Records for this task:

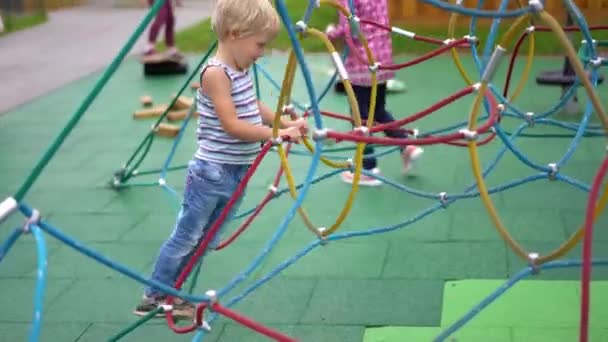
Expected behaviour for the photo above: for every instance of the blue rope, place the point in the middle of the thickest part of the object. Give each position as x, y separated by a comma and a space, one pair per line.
40, 282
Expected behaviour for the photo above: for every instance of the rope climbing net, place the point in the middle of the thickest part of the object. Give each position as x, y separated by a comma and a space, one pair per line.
476, 131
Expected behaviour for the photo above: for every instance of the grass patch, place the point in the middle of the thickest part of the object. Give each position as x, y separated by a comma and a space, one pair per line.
199, 37
18, 22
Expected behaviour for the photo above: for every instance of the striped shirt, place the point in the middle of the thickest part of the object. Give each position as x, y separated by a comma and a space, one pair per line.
379, 41
214, 143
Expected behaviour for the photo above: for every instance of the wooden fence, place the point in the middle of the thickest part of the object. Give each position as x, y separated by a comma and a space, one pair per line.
403, 10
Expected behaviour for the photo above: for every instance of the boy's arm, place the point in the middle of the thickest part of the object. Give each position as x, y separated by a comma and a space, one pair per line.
339, 31
268, 116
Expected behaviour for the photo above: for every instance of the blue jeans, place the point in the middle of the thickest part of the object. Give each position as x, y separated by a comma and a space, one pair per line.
209, 187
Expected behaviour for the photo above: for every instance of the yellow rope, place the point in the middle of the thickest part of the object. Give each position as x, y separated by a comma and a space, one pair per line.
483, 191
527, 68
284, 98
454, 51
571, 54
355, 113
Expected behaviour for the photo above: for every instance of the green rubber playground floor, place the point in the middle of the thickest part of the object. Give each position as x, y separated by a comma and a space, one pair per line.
396, 286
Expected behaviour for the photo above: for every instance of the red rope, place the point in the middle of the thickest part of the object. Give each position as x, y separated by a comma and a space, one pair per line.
212, 231
251, 324
587, 249
358, 137
258, 209
423, 113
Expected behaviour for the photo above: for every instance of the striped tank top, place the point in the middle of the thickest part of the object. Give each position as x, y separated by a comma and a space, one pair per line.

Instructions for the task: Every record above, copied exactly and without a single picture, makes up the answer.

Expected answer:
Expected behaviour for the photo above: for every instance of the blue rope, place the point in the middle of the thickest part of the object. Give each position as x, y separated by a comma and a space, one pair per line.
40, 282
Expected behaviour for the photo above: for every instance of the rope climbing net, place the point in the middle of the thickest part of the object. Give each position as x, y separated by a comma and a space, one pair per line.
476, 131
Expected behaviour for the photo above: for every instance of the grass patch, place the point in the middle of the thickest part of the object. Give each position as x, y separated by a comma and a space, one pair per line.
199, 37
18, 22
Expected behaviour for the photo above: for every instance of the striped shirt, place the point in the middle of the thickest part of the object. Give each position as x, y separated by a comma and a space, one pair per line.
379, 41
214, 143
Expected behaviour for the photo above: for every instance of the wooden fence, place the point in the middle of the thickest part of the object. Give each position as x, y separated by a comma and a space, one pair per line.
403, 10
Expected behaviour for the photo above: for every instance of the boy's arm, place the point in the middle of the thickest part of the object. Give each position as x, y separated by a comma and a space, one pair per line.
339, 31
268, 116
Expected behaviour for the photo above: for every instance of the blue jeans, place the point in the middle of the thickest part of the object. Give each position as x, y separated by a comma and a space, one pair per line.
209, 187
Expected behaviour for the photo above: for every instance of the yellow rope, place the point in the middle of the thickest part of the object. Give each position as x, y separated by a comma and a space, one pair per line.
483, 191
527, 68
284, 98
454, 51
571, 54
355, 113
Expected behaviour for the photo above: for every instance of the green rubber playground floor, place the point in the middle of the thickest part of the object. Give each position as x, y separated by a comma and a space, one pair per line.
396, 286
Expected behaviour for the photo above: for every instance of the red rope, place the point in the middle of the thickest part of the object. Give each position as x, y separated by a comma and a space, one pair per line.
212, 231
251, 324
587, 249
358, 137
258, 209
423, 113
Expected behaviour for the photo above: for every instance of the striped tank top, place the point in the middle of the thickest part of the object. Give each position as x, y separated by a comma and a space, one pair per line.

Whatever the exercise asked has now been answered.